PROBLEMS TO SOLVE:
1. Update the part of the reflection on becoming a wife that opens with the words containing "No longer a" and closes with "was already over.", writing it out again with "honeymoon" replaced by "wedding trip".
2. Please rewrite the paragraph of the reflection on becoming a wife that begins "In thinking back when I was girlfriend" in a shorter form, keeping its main facts.
3. Pick up the reflection on becoming a wife after its final sentence and continue it.

In thinking back when I was girlfriend, there was a lot of time spent “playing the game tape” as Husband calls it. When the dust settled, what we did wrong- whoever that couple was, what we did right, how we could be better, what worked, what didn’t, what I liked about other couples, what I didn’t like, etc. After each boyfriend, there was a real “CtJ” (come to Jesus) meeting with myself, as I knew that I was not always the sole problem, nor was I always blameless. Each time, I learned and improved, each time getting better and better- as a girlfriend and as a friend.
No longer a girlfriend, I became Will’s wife. We were married less than two weeks when we had our first fight. Actually, we were married about 18 hours. We had not packed before the wedding for our honeymoon- stupid, I know, but no one told us. So, we had to go Brad’s to borrow luggage, to my house to get clothes, to Will’s house to get clothes, to my parents to say goodbye, get a hotel in ATL, drive to ATL, and be on a plane Monday morning. It was too much on too little sleep and I snapped at Husband, immediately regretting it. This was not the way I wanted to spend my life interacting with my husband. It was dumb, really. So dumb, I can’t even remember more than the immense feeling of sorrow I had that before the honeymoon had started, it was already over.

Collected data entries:

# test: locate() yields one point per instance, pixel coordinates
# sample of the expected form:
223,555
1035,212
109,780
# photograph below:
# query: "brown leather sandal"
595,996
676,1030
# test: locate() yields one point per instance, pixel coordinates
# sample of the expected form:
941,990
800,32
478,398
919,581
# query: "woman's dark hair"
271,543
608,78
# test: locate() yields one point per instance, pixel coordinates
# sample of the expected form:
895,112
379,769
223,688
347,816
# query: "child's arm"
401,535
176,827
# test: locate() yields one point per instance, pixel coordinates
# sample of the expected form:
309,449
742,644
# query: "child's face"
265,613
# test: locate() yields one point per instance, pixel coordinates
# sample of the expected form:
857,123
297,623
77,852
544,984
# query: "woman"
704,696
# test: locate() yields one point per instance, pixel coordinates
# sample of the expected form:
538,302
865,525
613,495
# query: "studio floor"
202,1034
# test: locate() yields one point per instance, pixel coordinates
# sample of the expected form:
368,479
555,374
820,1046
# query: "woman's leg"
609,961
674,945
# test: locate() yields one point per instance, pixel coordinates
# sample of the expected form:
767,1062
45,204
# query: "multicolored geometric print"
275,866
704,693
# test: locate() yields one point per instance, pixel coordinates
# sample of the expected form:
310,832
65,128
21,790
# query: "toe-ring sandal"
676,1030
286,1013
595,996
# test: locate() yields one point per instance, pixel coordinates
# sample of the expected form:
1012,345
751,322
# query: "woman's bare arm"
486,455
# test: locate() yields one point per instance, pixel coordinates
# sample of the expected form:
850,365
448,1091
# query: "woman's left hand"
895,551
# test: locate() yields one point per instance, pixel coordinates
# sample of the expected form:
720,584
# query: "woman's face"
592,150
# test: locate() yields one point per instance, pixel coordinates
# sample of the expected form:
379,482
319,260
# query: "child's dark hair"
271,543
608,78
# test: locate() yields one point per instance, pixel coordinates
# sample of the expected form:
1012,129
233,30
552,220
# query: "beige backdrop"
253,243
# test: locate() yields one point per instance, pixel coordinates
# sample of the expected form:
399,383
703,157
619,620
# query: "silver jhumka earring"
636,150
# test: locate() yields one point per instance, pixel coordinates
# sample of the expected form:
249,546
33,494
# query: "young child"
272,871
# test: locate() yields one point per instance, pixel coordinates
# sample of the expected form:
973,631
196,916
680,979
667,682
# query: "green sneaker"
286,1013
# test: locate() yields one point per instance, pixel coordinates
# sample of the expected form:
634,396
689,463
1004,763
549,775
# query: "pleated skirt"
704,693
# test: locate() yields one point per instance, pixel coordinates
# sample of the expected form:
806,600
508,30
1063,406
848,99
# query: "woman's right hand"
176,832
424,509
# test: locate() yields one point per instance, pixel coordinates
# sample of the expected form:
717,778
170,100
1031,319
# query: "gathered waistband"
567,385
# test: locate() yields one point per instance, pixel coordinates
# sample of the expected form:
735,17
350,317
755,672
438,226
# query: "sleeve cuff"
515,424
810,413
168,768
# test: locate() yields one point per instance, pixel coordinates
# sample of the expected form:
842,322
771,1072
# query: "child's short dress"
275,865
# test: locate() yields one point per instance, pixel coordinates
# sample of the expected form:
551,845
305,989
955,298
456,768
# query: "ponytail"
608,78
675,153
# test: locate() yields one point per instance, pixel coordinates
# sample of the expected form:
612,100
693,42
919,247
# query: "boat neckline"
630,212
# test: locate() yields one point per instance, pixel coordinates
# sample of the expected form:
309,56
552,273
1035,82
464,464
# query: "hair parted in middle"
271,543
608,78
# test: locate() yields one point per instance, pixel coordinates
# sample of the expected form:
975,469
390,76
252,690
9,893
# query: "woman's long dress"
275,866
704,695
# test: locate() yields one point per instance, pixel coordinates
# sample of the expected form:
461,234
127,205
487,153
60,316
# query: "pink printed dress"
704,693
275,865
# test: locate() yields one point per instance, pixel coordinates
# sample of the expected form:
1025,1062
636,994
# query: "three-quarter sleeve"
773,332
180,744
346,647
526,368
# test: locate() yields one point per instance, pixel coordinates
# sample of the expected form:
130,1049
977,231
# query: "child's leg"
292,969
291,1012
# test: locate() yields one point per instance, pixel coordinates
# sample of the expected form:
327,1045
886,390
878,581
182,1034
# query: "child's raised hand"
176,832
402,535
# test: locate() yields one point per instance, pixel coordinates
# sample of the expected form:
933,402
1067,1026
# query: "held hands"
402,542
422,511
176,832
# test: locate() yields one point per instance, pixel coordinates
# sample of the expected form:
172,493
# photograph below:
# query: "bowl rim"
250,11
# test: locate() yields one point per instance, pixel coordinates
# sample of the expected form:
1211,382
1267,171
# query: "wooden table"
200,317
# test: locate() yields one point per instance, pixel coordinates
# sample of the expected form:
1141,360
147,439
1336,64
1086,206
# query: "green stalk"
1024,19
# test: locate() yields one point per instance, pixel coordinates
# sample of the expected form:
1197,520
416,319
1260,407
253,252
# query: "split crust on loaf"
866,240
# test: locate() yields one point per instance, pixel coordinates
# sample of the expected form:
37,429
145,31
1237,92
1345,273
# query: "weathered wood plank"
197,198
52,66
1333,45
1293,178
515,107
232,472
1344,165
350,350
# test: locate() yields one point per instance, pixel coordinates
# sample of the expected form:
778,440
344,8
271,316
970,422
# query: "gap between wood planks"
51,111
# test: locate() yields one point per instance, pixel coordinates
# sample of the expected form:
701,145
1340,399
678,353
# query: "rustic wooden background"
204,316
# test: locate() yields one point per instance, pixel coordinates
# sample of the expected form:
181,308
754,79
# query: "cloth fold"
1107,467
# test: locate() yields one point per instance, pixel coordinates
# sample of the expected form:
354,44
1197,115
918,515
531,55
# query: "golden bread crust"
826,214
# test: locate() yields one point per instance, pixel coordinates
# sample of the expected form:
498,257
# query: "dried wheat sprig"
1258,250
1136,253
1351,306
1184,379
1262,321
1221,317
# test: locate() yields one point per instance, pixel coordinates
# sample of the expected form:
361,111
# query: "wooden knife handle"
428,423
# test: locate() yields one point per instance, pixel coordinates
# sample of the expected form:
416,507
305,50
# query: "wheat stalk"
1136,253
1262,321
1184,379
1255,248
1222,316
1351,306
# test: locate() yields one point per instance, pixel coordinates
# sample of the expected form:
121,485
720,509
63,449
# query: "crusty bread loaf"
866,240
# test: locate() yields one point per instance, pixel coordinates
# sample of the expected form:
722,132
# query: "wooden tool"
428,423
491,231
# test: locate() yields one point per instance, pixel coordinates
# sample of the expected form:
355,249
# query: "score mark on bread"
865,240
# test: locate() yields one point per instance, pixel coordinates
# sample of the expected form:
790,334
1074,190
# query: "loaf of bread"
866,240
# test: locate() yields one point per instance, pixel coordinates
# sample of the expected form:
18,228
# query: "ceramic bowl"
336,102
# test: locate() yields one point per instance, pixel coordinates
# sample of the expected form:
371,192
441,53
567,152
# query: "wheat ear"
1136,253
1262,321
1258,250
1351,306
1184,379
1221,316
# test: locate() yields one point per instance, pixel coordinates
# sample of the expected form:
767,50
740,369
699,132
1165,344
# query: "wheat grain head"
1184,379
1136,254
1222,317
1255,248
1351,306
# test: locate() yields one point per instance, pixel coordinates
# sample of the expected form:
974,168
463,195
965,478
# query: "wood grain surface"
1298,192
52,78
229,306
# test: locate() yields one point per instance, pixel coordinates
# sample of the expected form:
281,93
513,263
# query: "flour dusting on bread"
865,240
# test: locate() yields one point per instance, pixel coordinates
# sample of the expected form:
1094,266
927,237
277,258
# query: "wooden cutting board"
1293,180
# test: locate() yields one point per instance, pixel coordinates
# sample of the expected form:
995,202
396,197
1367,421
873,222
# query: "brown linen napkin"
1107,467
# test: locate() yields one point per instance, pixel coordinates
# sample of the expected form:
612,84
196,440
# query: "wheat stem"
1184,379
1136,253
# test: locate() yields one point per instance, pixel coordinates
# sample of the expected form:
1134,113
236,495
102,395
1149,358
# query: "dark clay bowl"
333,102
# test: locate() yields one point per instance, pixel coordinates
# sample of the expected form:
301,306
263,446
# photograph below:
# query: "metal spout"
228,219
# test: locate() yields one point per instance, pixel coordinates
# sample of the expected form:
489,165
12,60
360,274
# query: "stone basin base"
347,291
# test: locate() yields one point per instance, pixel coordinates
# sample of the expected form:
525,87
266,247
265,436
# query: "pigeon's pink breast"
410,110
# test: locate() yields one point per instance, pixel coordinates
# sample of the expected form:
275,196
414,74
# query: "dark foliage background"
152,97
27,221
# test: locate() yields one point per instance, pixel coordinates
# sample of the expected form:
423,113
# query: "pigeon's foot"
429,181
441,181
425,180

PER-TASK OUTPUTS:
1.
No longer a girlfriend, I became Will’s wife. We were married less than two weeks when we had our first fight. Actually, we were married about 18 hours. We had not packed before the wedding for our wedding trip- stupid, I know, but no one told us. So, we had to go Brad’s to borrow luggage, to my house to get clothes, to Will’s house to get clothes, to my parents to say goodbye, get a hotel in ATL, drive to ATL, and be on a plane Monday morning. It was too much on too little sleep and I snapped at Husband, immediately regretting it. This was not the way I wanted to spend my life interacting with my husband. It was dumb, really. So dumb, I can’t even remember more than the immense feeling of sorrow I had that before the wedding trip had started, it was already over.

2. As a girlfriend, the writer spent a lot of time "playing the game tape," as Husband calls it. She went over what the couple did wrong and right, how they could be better, and what she liked and disliked about other couples. After each boyfriend she held a "CtJ" (come to Jesus) meeting with herself, knowing she was neither always the sole problem nor always blameless. Each time she learned and improved as a girlfriend and as a friend.

3.
Game tape. What went wrong? I was tired. What went right? Next time there is a big event, we need to plan for the after-part, too. Lesson learned and not forgotten.
I apologized, Husband said no big deal- we’re both tired. I was shocked, no argument, no nothing. Not that we always fought, I just knew that if he had snapped at me the way I snapped at him, I would not have responded like that. Second lesson learned. The kind of husband Will was, was the kind of wife I wanted to be. 
My game tape continued as I saw other wives and how they interacted with their husbands, more importantly, how they communicated. Communication, finances, and sex- if you can’t work out those three, then you aren’t going to make it, go ahead and cut your losses. When sleep escaped me, I would roll through relationships I was witness to, but not a part of, that I perceived to ‘work.’ These things were remembered, probably written down in one of about a dozen notebooks, and tried to be enforced. Improvement starts from within.
We had a baby. Well, we have a baby, but we had a baby. Game tape. Who has good children and what do they do? What do we take from our own family and what do we want to take from others?
When I was pregnant, Husband kept encouraging me with my diabetes by reminding me two things: (1) It was not just me anymore that I was caring for and (2) WE can do this. WE. Not me, we. I wanted to take that with me into parenthood-- I wanted to be supportive like Husband was with me.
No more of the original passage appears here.